Stored items
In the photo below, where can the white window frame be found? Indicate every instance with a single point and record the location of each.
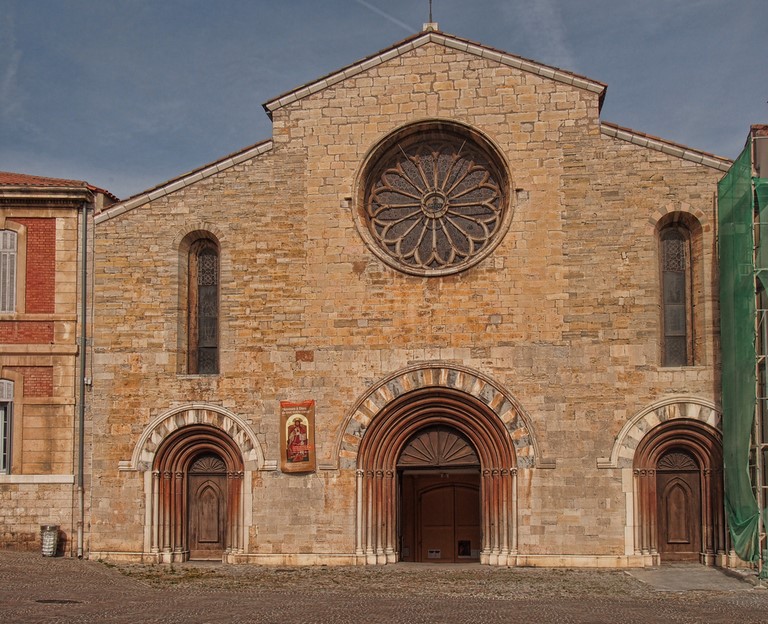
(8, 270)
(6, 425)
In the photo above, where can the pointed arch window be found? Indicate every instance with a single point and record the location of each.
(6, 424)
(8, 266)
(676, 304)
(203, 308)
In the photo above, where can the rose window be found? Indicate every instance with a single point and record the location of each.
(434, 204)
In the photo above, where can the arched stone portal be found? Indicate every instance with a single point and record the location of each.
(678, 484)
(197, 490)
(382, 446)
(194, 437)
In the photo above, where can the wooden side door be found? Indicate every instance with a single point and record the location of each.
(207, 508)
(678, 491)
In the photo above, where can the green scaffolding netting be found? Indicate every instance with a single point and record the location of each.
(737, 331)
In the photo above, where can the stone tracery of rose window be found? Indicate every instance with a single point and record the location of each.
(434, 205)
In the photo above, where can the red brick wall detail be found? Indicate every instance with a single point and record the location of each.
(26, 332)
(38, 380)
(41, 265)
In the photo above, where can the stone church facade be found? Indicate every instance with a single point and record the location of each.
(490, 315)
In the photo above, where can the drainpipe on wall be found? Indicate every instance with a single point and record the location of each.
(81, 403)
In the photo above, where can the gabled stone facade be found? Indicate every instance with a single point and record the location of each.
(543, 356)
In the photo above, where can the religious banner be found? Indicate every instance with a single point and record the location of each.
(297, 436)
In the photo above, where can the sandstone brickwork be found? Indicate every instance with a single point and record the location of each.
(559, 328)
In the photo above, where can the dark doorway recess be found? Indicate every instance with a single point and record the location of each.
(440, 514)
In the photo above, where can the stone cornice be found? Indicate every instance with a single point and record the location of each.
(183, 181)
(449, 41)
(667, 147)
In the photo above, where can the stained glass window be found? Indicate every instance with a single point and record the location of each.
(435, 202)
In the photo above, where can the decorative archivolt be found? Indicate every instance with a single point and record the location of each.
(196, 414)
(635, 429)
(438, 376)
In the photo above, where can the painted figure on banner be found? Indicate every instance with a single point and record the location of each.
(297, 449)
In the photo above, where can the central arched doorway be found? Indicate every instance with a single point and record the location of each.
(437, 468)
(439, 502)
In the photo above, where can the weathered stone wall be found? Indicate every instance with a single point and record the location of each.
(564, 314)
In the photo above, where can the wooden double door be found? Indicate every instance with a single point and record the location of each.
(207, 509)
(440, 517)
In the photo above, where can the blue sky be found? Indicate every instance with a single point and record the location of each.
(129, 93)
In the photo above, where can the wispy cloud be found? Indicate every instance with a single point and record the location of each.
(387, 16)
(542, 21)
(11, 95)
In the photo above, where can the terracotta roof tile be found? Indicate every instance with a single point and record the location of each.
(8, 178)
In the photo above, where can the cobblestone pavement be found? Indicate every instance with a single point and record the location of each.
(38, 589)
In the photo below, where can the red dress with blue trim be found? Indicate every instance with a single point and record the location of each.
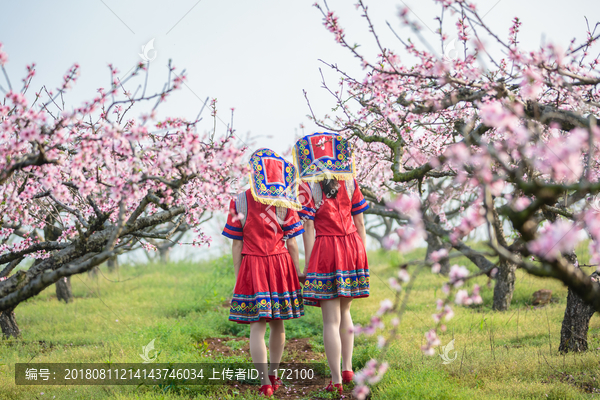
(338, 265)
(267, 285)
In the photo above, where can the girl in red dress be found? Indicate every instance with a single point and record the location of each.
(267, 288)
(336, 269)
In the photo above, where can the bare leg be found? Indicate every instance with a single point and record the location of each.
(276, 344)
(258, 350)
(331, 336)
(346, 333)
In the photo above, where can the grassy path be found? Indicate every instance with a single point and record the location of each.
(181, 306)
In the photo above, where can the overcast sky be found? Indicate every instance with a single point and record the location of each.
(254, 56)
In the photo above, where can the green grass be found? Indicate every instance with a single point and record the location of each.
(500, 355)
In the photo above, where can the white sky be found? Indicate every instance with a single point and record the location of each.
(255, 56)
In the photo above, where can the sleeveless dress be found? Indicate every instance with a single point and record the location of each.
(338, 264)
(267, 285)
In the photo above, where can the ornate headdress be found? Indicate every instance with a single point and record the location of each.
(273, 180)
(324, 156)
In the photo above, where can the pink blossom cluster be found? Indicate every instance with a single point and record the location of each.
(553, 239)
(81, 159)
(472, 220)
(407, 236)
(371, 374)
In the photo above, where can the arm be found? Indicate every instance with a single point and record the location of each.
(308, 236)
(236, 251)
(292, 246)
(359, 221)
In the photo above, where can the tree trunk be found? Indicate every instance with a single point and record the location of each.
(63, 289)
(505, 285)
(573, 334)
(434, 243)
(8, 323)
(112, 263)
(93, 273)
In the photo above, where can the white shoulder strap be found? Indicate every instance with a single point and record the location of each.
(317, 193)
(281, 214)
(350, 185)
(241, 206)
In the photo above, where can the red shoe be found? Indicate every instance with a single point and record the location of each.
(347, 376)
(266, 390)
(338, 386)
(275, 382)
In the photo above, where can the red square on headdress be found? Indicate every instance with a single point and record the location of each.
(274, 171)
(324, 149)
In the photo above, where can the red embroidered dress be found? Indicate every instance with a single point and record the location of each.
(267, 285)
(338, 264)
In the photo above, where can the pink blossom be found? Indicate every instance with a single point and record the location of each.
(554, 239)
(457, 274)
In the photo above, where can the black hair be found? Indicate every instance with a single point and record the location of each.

GIVEN INSTRUCTION: Repeat all of the data above word for word, minus the pictures.

RESPONSE TO THIS EXERCISE:
In the photo below, where can the white window frame be found? Indicate every instance with a single point and record the location of each.
(8, 270)
(6, 425)
In the photo above, where can the pointed arch window be found? Indicate every instance with a single point and record the location of each.
(6, 424)
(8, 266)
(676, 304)
(203, 308)
In the photo above, where can the rose window be found? Indicate every instance with a single point and record the location of each.
(434, 204)
In the photo above, where can the arched stone portal be found? Indicate every instance with a single point and record the location of each.
(678, 484)
(197, 490)
(382, 446)
(194, 437)
In the photo above, where can the wooden side door be found? Indicate every instance with a single point and record the location of each.
(207, 508)
(678, 491)
In the photo above, where can the green scaffolding netting be found? Indicate every instance with a single point and record the location of each.
(737, 331)
In the photo above, where can the stone tracery of rose window be found? Indicate every instance with a single point and record the location of each.
(434, 205)
In the photo above, where can the red brick wall detail be found? Indicate every instance with a single point and record the location of each.
(26, 332)
(38, 380)
(41, 265)
In the photo above, where can the stone church facade be found? Indicate every instance with a single point and record the location of each.
(490, 315)
In the photo above, where can the drainpipe on wall be found? Indicate every instance with a single point and record the location of each.
(81, 403)
In the photo above, where can the gabled stone facade be found? Indicate every instance with a single point and record the location of each.
(543, 356)
In the photo above, where can the religious banner be found? Indicate every instance with a single point and record the location of each.
(297, 436)
In the photo above, where can the sandstone brickwork be found? Indicate every instance with a single point and record the location of each.
(559, 328)
In the photo above, where can the dark doorway recess be found? Indicate every instance with a single point and record the location of each.
(440, 514)
In the photo above, where can the stone cornice be found? Indicate every instance with a single point and record the location of each.
(183, 181)
(449, 41)
(667, 147)
In the photo above, where can the stained glass window be found? Indicate every instance with a single point and record the location of each.
(435, 202)
In the photo above, where can the decorative archivolt be found? Indicate every instance with a single point and record the location of each.
(196, 414)
(635, 429)
(438, 376)
In the photo above, where can the painted figure on banner be found? Indicate every instance with a single point and record the location of each.
(297, 449)
In the photo above, where can the central arched doorway be found? Indicate every instance with a single point and record the location of each.
(437, 468)
(439, 502)
In the photo above, where can the weathered stone wall be found? Indicate every instance with a single point and record the location of each.
(564, 314)
In the photo above, where can the wooden double door be found? Indicate every instance with a single point and record the location of each.
(207, 509)
(440, 517)
In the photo above, where can the blue sky be found? Indicate every instance with a single point and record the location of each.
(129, 93)
In the photo above, where can the wispy cloud be found? Indicate every instance with a single point and record the location of each.
(387, 16)
(542, 21)
(11, 95)
In the photo above, where can the terracotta roof tile be found? Indicate every instance with a single point and record the location of each.
(8, 178)
In the photo above, where can the cobblestone pavement be found? Indicate every instance with a single point and record the location of each.
(38, 589)
In the photo below, where can the red dress with blue trim be found? Indicate every instance with a single point and record the location of each.
(338, 265)
(267, 285)
In the photo above, where can the girl in red dress be found? Indicate every instance with a single point and record the location of each.
(267, 288)
(336, 269)
In the photo above, where can the bare leg be found? Indicate every instance with a single point and record the location of each.
(276, 344)
(258, 350)
(331, 336)
(346, 333)
In the photo above, where can the grassy path be found? Indicate every instance with a single point and record the location of each.
(181, 306)
In the photo above, where can the overcast sky be found? Indicate every instance with a single point and record the location of each.
(254, 56)
In the photo above, where can the green grass be found? Indicate every instance with a single point and record the location of each.
(500, 355)
In the photo above, where can the white sky be found? Indicate every instance with a single point and record the location of each.
(255, 56)
In the photo above, where can the sleeveless dress be found? Indicate every instance with a single point and record the location of each.
(338, 264)
(267, 285)
In the photo above, where can the ornate headdress be found? Indicate every instance with a single point and record the location of each.
(273, 180)
(324, 156)
In the photo above, where can the pink blossom cluster be found? Indicate every instance with a single point and record the location of each.
(553, 239)
(81, 159)
(472, 220)
(407, 236)
(371, 374)
In the photo above, where can the arm be found? Indicate every instance with a single point and record the location of each.
(308, 236)
(236, 251)
(292, 246)
(359, 221)
In the photo above, where can the tree trunk be found? Indicate every instance with a single point and record the location of each.
(63, 289)
(505, 285)
(573, 334)
(434, 243)
(8, 323)
(112, 263)
(93, 273)
In the photo above, where can the white shoulder strap be found? Indicate every instance with a single point and record the location of each.
(317, 193)
(281, 214)
(350, 185)
(241, 206)
In the photo above, where can the red shoe be found? Indicate every instance with a single point and record the location of each.
(347, 376)
(266, 390)
(338, 386)
(275, 382)
In the photo above, where can the red square on headdress be found? Indicate every instance with a single point and record the location of each.
(274, 171)
(324, 149)
In the photo above, where can the red embroidered dress be found? Indicate every instance with a single point and record the location of each.
(267, 285)
(338, 264)
In the photo above, where can the pink blossom be found? Indicate every instance with a single point and record the location of each.
(554, 239)
(457, 274)
In the photo above, where can the black hair be found? Indicate every instance with a single point and record the location of each.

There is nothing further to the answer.